Below are some rows. Copy every line from them that contains the word "sleeve".

_Listed entries_
'''
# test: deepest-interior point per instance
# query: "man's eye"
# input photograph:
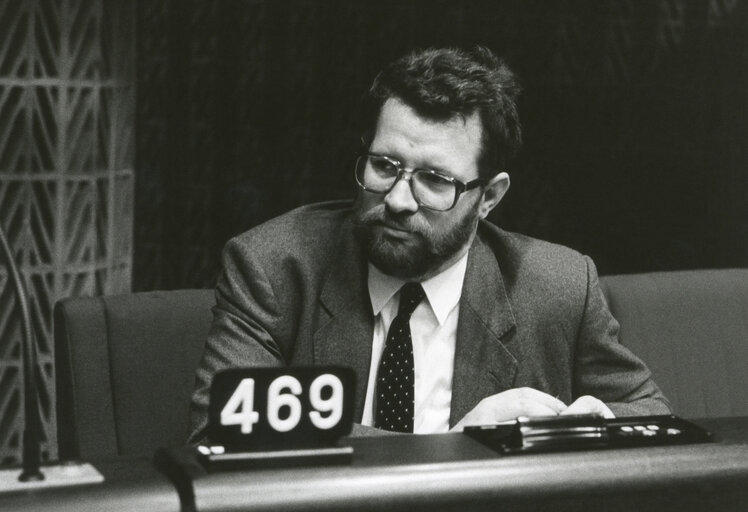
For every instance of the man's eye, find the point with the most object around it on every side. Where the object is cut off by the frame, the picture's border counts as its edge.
(431, 179)
(383, 165)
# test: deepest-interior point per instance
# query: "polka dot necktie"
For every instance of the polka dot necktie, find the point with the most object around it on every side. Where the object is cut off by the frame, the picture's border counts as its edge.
(395, 380)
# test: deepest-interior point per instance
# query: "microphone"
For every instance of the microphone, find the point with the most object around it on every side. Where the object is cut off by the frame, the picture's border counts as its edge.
(67, 473)
(31, 457)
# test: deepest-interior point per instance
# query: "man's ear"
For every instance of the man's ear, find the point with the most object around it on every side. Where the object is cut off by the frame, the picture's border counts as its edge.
(493, 193)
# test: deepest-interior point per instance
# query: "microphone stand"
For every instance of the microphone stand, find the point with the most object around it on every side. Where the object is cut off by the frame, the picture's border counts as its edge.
(57, 475)
(31, 457)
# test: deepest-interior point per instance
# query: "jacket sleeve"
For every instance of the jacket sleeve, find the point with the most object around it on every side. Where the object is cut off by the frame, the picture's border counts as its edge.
(607, 370)
(244, 331)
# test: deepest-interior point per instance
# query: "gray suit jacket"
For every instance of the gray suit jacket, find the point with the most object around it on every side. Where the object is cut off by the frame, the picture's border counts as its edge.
(293, 292)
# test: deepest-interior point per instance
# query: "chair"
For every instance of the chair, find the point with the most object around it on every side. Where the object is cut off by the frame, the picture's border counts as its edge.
(125, 369)
(691, 328)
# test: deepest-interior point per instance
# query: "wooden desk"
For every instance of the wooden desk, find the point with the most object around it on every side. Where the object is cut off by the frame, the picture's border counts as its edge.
(453, 472)
(435, 473)
(129, 485)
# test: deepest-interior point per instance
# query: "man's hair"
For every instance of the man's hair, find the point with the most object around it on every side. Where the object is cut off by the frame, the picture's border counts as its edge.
(441, 83)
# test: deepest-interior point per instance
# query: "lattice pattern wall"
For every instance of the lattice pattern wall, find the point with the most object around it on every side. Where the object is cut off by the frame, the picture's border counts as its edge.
(66, 177)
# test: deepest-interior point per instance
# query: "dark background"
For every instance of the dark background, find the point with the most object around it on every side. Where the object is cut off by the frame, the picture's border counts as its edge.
(634, 116)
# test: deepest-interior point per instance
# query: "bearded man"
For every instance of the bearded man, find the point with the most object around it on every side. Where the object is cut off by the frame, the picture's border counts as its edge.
(479, 325)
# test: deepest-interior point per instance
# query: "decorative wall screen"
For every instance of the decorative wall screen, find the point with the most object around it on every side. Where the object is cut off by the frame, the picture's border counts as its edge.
(66, 177)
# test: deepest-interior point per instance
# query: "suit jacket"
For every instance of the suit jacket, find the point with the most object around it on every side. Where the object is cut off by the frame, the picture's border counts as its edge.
(293, 291)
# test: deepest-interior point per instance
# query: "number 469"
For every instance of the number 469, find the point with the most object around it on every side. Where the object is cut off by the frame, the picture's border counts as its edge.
(284, 391)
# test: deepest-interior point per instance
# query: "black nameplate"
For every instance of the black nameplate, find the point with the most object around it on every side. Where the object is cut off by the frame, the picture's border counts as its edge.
(280, 408)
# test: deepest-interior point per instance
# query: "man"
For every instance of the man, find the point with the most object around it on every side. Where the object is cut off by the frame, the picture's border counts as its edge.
(491, 325)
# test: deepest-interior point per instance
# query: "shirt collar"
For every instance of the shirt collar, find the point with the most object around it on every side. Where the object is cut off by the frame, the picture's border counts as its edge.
(443, 290)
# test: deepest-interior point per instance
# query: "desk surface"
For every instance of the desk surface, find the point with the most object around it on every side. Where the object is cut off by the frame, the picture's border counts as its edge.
(453, 472)
(436, 473)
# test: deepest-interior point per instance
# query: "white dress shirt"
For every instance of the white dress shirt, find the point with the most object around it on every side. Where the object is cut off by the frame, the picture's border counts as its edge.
(433, 327)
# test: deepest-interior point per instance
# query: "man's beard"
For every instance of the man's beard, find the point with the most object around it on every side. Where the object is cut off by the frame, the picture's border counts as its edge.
(421, 253)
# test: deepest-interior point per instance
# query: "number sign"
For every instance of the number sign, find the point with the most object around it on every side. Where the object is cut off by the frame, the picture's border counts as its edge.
(280, 408)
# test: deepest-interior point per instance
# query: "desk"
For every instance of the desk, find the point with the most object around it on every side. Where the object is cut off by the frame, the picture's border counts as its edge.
(435, 473)
(453, 472)
(129, 485)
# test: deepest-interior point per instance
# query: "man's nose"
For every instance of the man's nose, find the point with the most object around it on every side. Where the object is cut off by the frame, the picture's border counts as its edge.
(400, 198)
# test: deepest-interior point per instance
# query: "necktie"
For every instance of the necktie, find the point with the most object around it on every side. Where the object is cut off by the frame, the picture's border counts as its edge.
(396, 379)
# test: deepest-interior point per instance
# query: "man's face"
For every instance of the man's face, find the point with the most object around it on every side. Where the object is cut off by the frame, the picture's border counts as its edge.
(401, 238)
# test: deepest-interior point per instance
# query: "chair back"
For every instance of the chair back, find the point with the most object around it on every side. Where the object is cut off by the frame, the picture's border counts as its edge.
(125, 369)
(691, 329)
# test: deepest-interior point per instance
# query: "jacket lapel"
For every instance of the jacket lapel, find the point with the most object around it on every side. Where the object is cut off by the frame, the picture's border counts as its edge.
(345, 318)
(483, 366)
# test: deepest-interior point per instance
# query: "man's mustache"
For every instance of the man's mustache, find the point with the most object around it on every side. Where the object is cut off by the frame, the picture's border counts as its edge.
(380, 215)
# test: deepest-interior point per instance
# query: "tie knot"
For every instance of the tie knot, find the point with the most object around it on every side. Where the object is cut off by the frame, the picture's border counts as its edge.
(411, 294)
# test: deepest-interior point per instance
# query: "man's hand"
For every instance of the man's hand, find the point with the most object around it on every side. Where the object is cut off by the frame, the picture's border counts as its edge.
(588, 405)
(510, 404)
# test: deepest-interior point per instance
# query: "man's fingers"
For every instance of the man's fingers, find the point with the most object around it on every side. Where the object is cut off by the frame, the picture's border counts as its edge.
(549, 401)
(588, 405)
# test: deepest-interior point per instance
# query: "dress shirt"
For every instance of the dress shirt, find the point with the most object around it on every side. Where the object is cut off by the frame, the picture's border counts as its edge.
(433, 327)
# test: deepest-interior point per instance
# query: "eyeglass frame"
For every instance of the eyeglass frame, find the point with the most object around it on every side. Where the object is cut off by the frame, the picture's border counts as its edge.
(402, 171)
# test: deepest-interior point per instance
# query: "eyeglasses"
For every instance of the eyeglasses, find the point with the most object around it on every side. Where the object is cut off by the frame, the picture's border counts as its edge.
(431, 189)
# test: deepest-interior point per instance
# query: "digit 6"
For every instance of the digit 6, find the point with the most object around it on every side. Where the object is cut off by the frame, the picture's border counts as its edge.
(277, 399)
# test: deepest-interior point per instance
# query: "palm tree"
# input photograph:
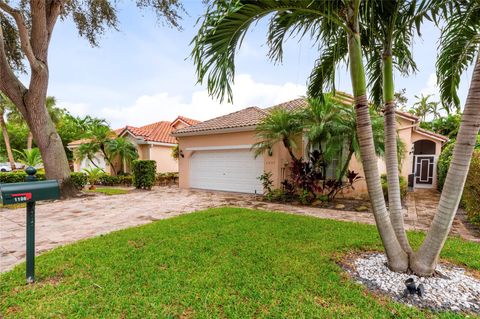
'''
_Full output_
# query: "jacket sleeve"
For every instance of the jacket sleeve, find the point with the most object around it on every side. Where the object is cut off by the frame, the picture's border counts as its edge.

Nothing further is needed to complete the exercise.